══ Quoted text ══

RL: For a loss-making business, there's always the risk that you will run out of money. I don't ever want to be complacent about that, but to date we've got a great track record of raising capital, with some very large, able and committed shareholders including Lansdowne Partners, Neil Woodford from Invesco, other big funds like Henderson and Ruffer and Roman Abramovic.

Fundamental changes in the marketplace are also a risk, but I believe there will always be opportunities where small-scale GTL makes economic sense.

Then there's competitor risk. Again, you never want to be complacent, but the nature of this industry is such that it takes a very long time and a very large amount of money to develop new process technology. It is unlikely that there is a competitor out there that we don't know about who's going to come from left field. Based on that, we are comfortable that we can build a great business within our competitive space.

Probably the biggest risk in our market is how long it could take to become established. The way we're managing this is by trying to play a number of opportunities at the same time so that at least one of them happens in a timely manner.

While we're on the subject of competitor risk, who is your major competition?

RL: There are some competitors, including BP (BP.), Air Liquide and Axens ENI, with conventional technology which they are trying to scale down. But we only really run up against them towards the larger end of our scale [in plants producing 10,000 boepd].

In terms of small-scale GTL our main competitor is the UK company CompactGTL, and we actually believe they are infringing a number of our patents and as a consequence are currently litigating against them. We have the world's largest patent portfolio in this space with over 800 patents worldwide and so we have a very strong competitive advantage.

What are the strengths of Oxford Catalysts?

═══
══ Entries supplied ══

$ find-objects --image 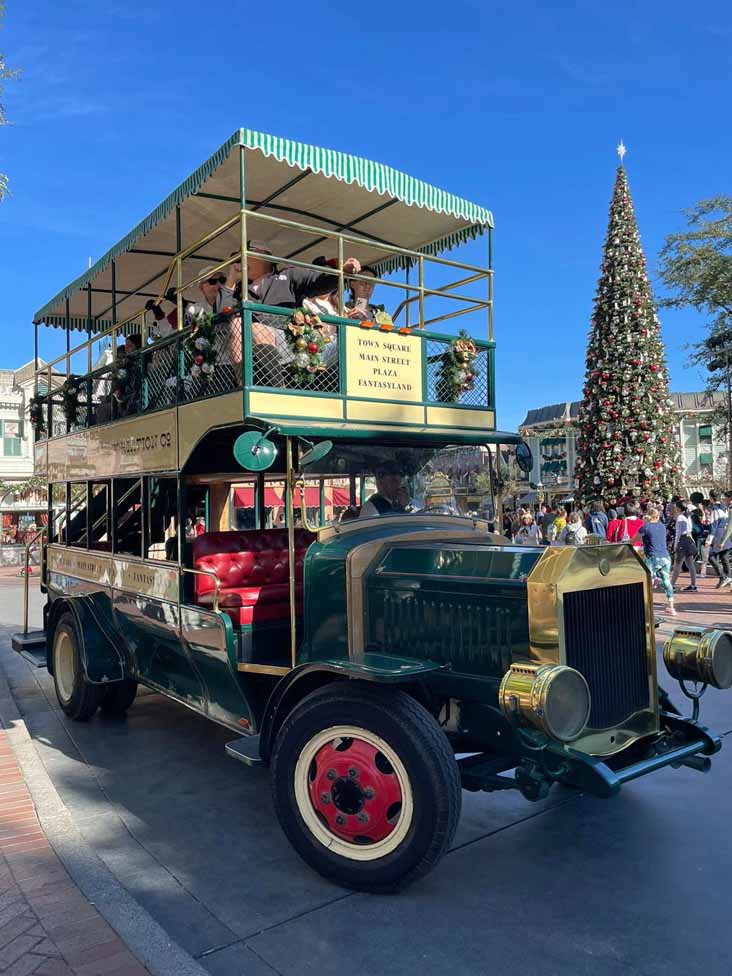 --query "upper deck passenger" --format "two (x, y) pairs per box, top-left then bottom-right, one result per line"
(359, 461), (408, 518)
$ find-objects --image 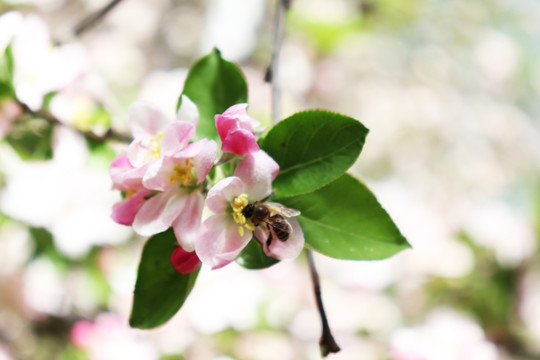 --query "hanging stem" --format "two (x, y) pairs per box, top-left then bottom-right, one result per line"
(306, 249), (341, 357)
(74, 0), (122, 36)
(264, 0), (340, 357)
(264, 0), (291, 124)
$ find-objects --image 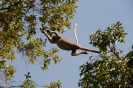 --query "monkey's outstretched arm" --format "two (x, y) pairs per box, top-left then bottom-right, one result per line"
(47, 30), (61, 38)
(42, 31), (54, 43)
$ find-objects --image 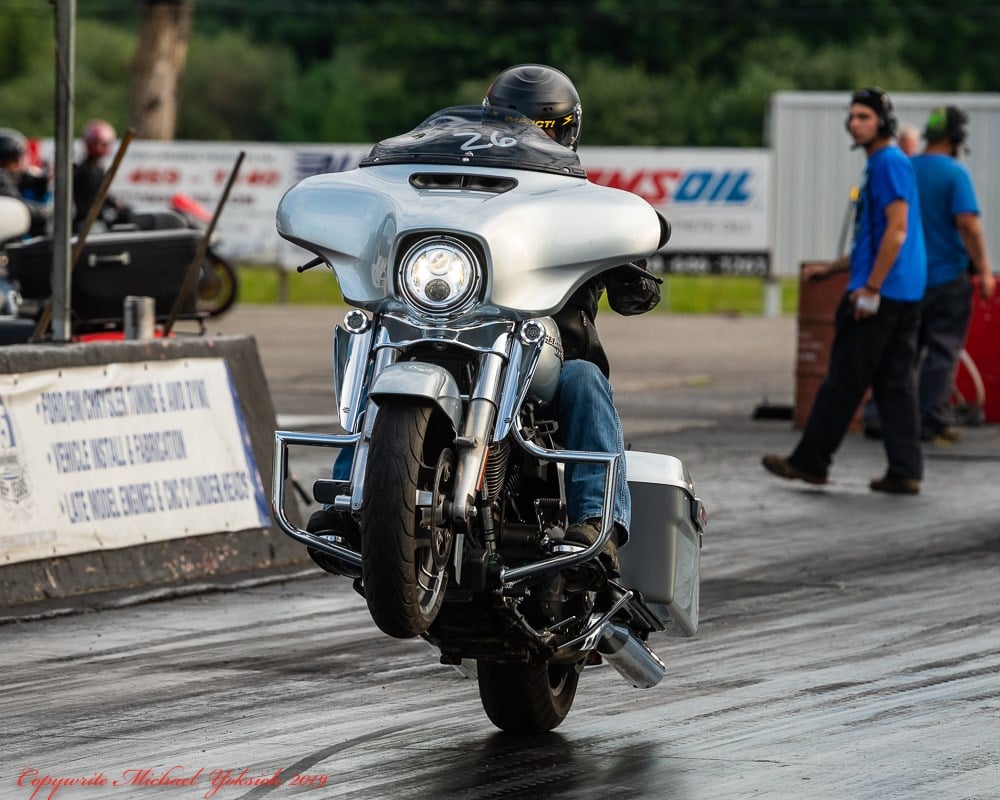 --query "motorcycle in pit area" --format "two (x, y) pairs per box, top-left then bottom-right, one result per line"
(131, 192), (239, 317)
(273, 106), (707, 733)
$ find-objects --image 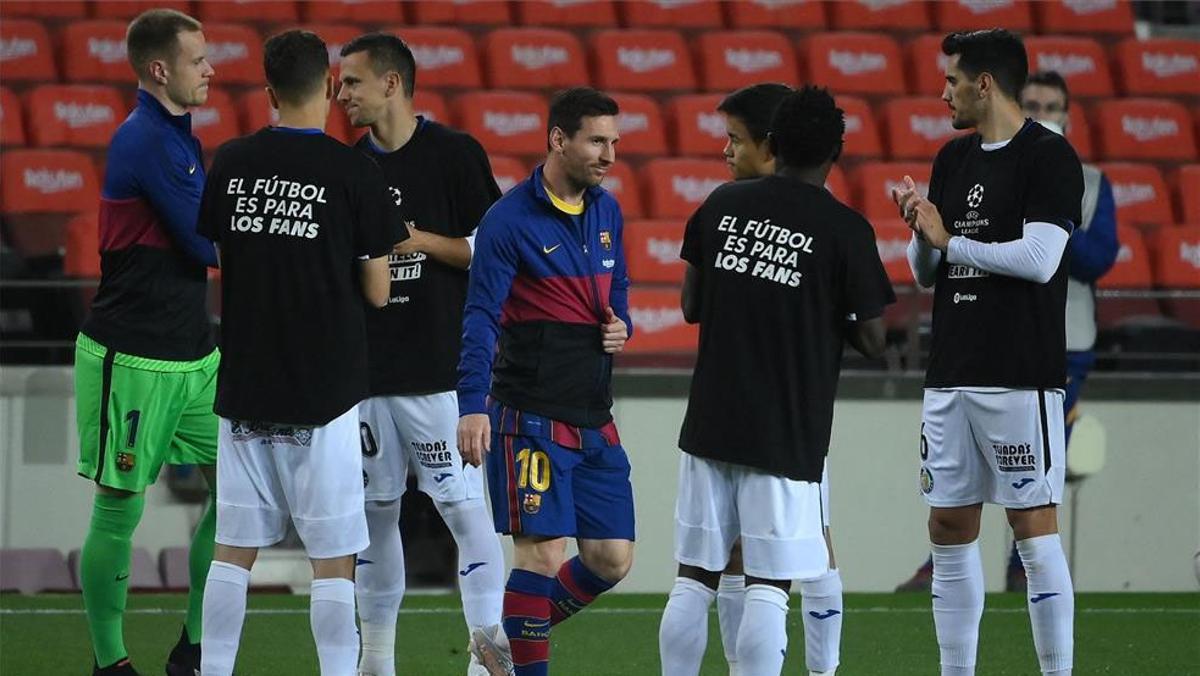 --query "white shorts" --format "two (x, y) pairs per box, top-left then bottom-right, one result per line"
(359, 391), (484, 503)
(216, 406), (368, 558)
(919, 389), (1067, 509)
(676, 453), (829, 580)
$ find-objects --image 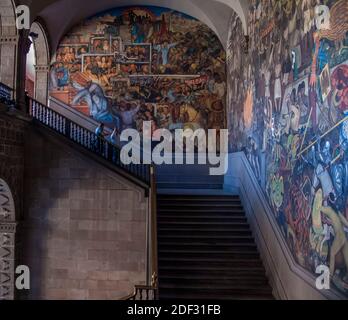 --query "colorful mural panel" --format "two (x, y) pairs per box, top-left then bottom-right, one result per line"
(227, 0), (348, 295)
(50, 7), (226, 131)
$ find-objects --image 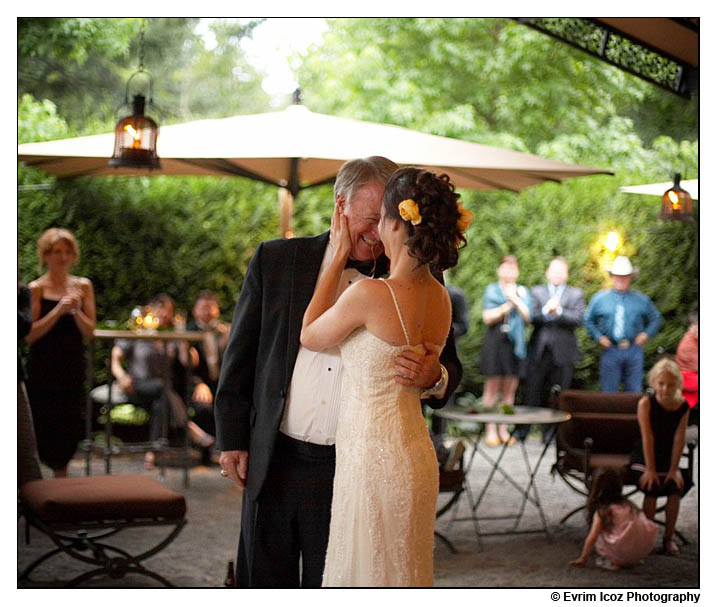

═══

Your tasks:
1 – List every shareholder the interview names.
2 – Reproduce word for word the part of the interview that opens with the words containing "RL: There are" and closes with "producing 10,000 boepd].".

Expected outputs:
1 – Lansdowne Partners, Neil Woodford from Invesco, Henderson, Ruffer, Roman Abramovic

2 –
RL: There are some competitors, including BP (BP.), Air Liquide and Axens ENI, with conventional technology which they are trying to scale down. But we only really run up against them towards the larger end of our scale [in plants producing 10,000 boepd].